» WHAT IS ASKED
Output everything in the data from the line containing "form: x=341 y=240." down through the line containing "x=605 y=155" as a two-column CSV with the headers text and answer. Give one row for each text and its answer, put each in a single quoted field, and replace any line breaks with spaces.
—————
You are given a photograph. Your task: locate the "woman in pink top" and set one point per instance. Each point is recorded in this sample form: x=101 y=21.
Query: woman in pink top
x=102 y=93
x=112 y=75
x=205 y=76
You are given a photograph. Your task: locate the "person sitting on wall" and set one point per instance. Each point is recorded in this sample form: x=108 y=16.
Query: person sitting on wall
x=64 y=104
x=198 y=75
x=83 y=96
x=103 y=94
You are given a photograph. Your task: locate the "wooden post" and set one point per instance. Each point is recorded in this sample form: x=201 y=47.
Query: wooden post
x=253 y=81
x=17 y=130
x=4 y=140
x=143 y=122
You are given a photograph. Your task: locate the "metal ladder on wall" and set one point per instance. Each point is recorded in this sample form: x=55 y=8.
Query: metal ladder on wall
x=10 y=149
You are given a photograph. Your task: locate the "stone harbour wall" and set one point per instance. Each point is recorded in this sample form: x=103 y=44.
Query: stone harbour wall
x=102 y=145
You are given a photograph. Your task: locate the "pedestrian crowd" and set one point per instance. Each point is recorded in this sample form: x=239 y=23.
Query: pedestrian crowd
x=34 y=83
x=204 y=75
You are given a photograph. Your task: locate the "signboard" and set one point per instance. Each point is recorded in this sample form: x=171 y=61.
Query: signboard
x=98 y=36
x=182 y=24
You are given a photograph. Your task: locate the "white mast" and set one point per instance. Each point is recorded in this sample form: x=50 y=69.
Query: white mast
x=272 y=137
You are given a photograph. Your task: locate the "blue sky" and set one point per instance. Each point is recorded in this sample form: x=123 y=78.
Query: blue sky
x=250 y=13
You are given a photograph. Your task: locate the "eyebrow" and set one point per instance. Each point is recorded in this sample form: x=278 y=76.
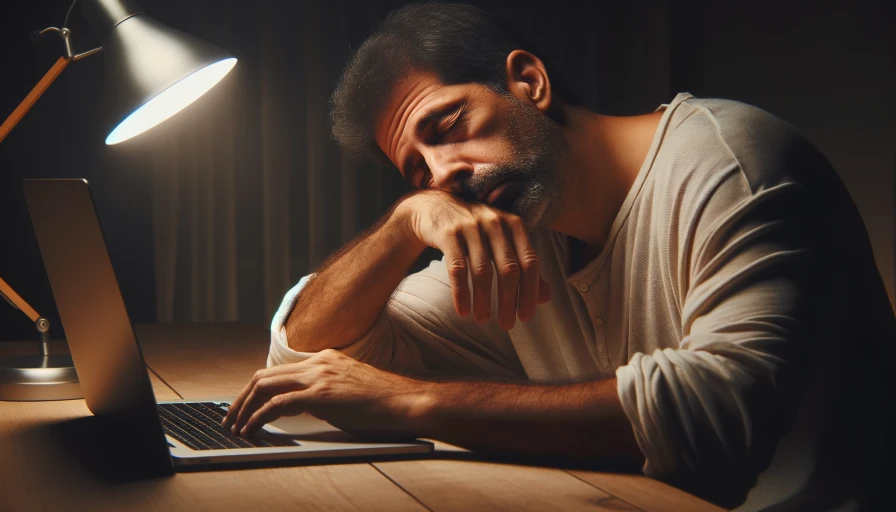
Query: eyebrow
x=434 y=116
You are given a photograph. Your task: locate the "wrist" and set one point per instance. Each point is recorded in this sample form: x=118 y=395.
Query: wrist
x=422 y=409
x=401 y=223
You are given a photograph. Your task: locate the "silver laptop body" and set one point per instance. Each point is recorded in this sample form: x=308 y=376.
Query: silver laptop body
—————
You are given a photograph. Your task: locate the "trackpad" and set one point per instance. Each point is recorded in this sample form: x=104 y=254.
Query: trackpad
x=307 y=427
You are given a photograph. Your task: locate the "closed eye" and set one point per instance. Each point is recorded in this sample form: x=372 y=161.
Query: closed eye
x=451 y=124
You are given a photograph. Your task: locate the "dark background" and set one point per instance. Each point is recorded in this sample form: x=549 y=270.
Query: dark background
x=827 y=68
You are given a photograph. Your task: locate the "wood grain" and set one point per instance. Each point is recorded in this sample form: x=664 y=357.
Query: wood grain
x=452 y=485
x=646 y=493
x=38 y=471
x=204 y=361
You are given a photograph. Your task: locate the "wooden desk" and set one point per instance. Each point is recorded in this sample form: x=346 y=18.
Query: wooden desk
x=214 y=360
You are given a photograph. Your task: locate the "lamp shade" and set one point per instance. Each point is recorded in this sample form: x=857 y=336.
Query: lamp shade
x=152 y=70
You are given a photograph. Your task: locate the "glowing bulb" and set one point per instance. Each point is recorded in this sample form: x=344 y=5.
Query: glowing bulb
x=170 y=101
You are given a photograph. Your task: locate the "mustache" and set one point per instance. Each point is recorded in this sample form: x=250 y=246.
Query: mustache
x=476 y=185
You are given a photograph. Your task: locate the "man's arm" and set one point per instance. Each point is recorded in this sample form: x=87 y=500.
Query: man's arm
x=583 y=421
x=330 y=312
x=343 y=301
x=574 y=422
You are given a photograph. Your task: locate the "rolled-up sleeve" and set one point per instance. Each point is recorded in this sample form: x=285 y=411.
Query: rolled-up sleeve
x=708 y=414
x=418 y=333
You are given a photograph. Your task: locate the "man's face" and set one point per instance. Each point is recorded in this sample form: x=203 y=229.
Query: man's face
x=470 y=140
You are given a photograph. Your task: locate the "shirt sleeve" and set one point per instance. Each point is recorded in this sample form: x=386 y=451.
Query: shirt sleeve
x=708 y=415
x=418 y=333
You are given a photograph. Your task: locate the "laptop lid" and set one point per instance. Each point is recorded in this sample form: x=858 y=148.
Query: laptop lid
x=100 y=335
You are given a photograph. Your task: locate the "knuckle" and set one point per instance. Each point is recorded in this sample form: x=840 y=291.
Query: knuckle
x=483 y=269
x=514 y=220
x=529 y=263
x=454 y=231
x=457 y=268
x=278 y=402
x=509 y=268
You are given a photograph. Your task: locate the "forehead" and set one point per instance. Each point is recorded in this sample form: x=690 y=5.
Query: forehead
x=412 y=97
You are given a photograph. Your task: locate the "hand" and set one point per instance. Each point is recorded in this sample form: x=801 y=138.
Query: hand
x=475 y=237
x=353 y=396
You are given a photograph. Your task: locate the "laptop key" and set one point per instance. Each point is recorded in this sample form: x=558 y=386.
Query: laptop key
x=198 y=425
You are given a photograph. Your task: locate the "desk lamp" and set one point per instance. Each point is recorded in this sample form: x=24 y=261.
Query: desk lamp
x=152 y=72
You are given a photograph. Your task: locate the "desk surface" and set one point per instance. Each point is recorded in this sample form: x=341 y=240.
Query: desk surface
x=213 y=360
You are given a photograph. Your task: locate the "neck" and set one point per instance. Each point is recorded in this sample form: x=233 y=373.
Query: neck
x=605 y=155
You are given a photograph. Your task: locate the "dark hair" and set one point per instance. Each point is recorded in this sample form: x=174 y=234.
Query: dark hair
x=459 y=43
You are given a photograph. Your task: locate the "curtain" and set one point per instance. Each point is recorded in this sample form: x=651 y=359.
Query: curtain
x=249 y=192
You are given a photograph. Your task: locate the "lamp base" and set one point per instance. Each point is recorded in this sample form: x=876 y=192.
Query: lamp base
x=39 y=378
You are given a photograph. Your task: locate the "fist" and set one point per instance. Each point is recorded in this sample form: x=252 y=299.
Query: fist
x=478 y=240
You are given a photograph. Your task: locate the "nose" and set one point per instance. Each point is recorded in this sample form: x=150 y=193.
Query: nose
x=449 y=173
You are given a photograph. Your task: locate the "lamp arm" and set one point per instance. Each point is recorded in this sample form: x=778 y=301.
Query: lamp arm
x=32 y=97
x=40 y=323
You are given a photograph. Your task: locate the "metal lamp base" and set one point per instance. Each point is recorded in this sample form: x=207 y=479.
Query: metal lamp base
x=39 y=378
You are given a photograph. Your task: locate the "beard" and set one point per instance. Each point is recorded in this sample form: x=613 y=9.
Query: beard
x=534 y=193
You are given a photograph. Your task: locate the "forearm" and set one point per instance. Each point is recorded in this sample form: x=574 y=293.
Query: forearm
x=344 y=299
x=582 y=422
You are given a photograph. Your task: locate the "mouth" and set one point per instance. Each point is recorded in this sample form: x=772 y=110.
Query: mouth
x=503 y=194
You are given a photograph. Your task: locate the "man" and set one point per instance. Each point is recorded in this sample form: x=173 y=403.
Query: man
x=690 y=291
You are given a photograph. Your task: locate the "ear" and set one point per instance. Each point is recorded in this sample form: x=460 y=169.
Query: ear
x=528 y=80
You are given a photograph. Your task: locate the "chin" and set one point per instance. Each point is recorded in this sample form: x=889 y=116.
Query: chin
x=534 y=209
—————
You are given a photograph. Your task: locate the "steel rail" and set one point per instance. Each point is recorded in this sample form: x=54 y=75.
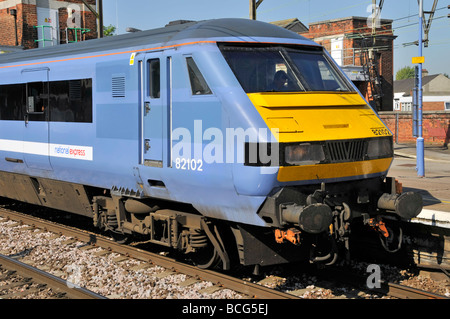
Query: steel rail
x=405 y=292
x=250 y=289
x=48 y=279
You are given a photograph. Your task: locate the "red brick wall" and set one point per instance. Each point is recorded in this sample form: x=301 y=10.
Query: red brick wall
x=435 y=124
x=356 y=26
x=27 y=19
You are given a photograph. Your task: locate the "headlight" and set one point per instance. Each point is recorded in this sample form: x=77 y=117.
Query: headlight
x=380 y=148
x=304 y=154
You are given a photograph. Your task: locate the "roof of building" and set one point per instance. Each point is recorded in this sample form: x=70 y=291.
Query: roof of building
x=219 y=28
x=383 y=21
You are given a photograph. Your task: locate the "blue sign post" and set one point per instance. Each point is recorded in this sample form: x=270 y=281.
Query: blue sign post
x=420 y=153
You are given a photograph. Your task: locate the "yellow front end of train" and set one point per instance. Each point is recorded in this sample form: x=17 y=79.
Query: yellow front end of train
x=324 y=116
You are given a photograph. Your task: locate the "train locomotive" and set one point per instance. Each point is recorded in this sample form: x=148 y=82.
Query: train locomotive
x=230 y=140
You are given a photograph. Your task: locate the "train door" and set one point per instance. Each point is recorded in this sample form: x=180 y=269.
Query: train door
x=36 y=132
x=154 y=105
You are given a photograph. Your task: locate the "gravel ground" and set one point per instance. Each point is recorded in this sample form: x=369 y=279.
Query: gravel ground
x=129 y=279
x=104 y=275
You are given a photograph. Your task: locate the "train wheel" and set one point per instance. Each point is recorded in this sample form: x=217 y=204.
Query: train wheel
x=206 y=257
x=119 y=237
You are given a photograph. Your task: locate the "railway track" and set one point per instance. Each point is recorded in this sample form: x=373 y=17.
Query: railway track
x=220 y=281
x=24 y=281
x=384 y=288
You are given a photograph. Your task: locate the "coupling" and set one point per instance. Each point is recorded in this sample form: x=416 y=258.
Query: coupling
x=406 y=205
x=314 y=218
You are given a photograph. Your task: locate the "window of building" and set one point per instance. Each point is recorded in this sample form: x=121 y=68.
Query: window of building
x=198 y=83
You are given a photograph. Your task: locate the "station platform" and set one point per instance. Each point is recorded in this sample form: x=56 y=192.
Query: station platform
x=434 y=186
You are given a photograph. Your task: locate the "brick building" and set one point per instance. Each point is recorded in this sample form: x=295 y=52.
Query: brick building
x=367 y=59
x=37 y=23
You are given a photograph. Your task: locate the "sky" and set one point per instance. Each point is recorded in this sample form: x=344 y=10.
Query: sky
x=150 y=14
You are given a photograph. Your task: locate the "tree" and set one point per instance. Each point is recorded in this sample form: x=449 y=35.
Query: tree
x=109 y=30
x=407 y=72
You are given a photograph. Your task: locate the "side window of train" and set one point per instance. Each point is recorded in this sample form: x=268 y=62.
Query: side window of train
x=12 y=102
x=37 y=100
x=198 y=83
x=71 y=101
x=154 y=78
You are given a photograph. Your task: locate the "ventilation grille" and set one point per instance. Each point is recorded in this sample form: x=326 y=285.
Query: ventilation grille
—————
» TASK SOLUTION
text,answer
"You are given a photograph. Your task: locate the ""desk surface"" and set one point per instance. Each point is recorded in this sample form: x=341 y=240. Query: desk surface","x=213 y=360"
"You are given a photograph. Your task: locate the ""neck"" and set one point per instance. Each point is recorded in this sample form: x=233 y=373. Query: neck","x=605 y=155"